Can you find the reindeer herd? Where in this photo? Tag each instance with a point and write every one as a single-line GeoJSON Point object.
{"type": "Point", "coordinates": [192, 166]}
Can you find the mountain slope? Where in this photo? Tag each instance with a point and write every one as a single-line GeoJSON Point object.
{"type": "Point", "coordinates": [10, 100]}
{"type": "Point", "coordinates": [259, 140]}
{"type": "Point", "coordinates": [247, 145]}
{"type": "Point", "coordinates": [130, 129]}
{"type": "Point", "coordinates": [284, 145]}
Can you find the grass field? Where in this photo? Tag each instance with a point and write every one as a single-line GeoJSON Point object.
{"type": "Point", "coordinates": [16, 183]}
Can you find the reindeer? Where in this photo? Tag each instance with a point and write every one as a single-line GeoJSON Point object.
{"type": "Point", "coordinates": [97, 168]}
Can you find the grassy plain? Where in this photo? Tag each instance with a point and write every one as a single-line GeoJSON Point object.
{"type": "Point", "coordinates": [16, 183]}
*****
Requirement:
Quote every one of the entries above verbatim, keeping them in their original order.

Written answer:
Can you find the reindeer herd? Where in this photo? Tag each instance with a point and write every one as a single-line GeoJSON Point object.
{"type": "Point", "coordinates": [192, 166]}
Can you find the mountain slope? Where in this photo? Tag each instance with a point and write every one as a single-line GeoJSON Point object.
{"type": "Point", "coordinates": [10, 100]}
{"type": "Point", "coordinates": [259, 140]}
{"type": "Point", "coordinates": [247, 145]}
{"type": "Point", "coordinates": [130, 129]}
{"type": "Point", "coordinates": [284, 145]}
Can you find the grass field? Where in this photo? Tag each instance with a point and write every one as a single-line GeoJSON Point object.
{"type": "Point", "coordinates": [16, 183]}
Can you find the reindeer? Where in this photo? Tag each instance with a point and write every one as a single-line GeoJSON Point object.
{"type": "Point", "coordinates": [97, 168]}
Can you find the grassy plain? Where in this photo? Tag each instance with a point and write every one as a single-line GeoJSON Point object.
{"type": "Point", "coordinates": [16, 183]}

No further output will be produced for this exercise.